#### Passage given:
** BEGIN **
A Deeper Than Not Dive into Two Sum

The "Two Sum" problem is a classic entry point for many aspiring software engineers tackling algorithmic challenges. At first glance, the problem appears simple, but it offers a wealth of learning opportunities when explored deeply. An interview might ask such a question from this topic to probe your understanding of Hash Maps, binary search, and even memory management. Let's unravel it step by step, starting with the naive approach and progressing toward a highly optimized solution.

Problem Statement

Given an array of integers nums and an integer target, return the indices of the two numbers such that they add up to target.

You may assume that each input would have exactly one solution, and you may not use the same element twice.

Example:

Input: nums = [2, 7, 11, 15], target = 9
Output: [0, 1]
Explanation: Because nums[0] + nums[1] = 2 + 7 = 9, we return [0, 1].

Step 1: The Naive Solution

The simplest way to solve this problem is by using a brute force approach: iterate through all pairs of elements in the array and check if their sum equals the target.

Implementation

def two_sum_naive(nums, target):
    for i in range(len(nums)):
        for j in range(i + 1, len(nums)):
            if nums[i] + nums[j] == target:
                return [i, j]

    raise ValueError("No solution found")

Time Complexity

Outer Loop: Runs $n$ times.
Inner Loop: Runs approximately $n/2$ times for each iteration.
** END **
#### Tasks:
a) In the Two Sum article, what exception does the naive function raise when no pair adds up to the target?
b) Pick up the Two Sum article right after its last line and keep writing.

#### Data segment:
** BEGIN **
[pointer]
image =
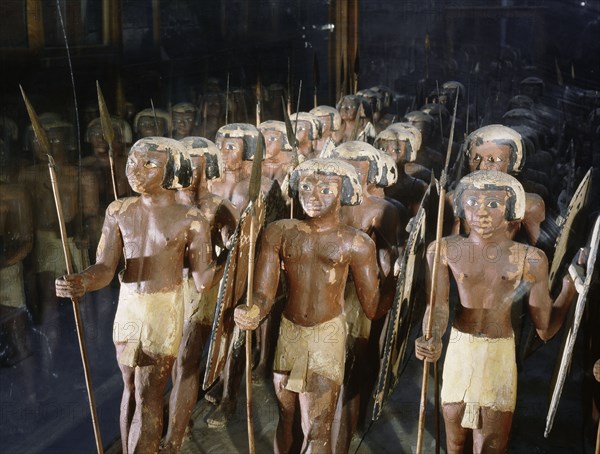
** END **
#### Responses to the exercise:
a) A ValueError with the message "No solution found".

b)
Overall: $O(n^2)$

Space Complexity

$O(1)$ : No additional space is used beyond a few variables.

While the naive solution is simple and easy to implement, it quickly becomes inefficient for large arrays.

Step 2: Optimizing with Binary Search

If the array is sorted, we can use binary search to optimize the search for the complement of each element.

Strategy

Sort the Array: First, sort the array while keeping track of the original indices.
Iterate and Search: For each element, use binary search to find its complement.

Implementation

def two_sum_binary_search(nums, target):
    nums_with_indices = [(num, i) for i, num in enumerate(nums)]
    nums_with_indices.sort()  # Sort by the values, retaining indices
    n = len(nums_with_indices)

    for i, (num, original_index) in enumerate(nums_with_indices):
        complement = target - num
        left = i + 1
        right = n - 1

        while left <= right:
            mid = (left + right) // 2

            if nums_with_indices[mid][0] == complement:
                return [original_index, nums_with_indices[mid][1]]

            if nums_with_indices[mid][0] < complement:
                left = mid + 1
            else:
                right = mid - 1

    raise ValueError("No solution found")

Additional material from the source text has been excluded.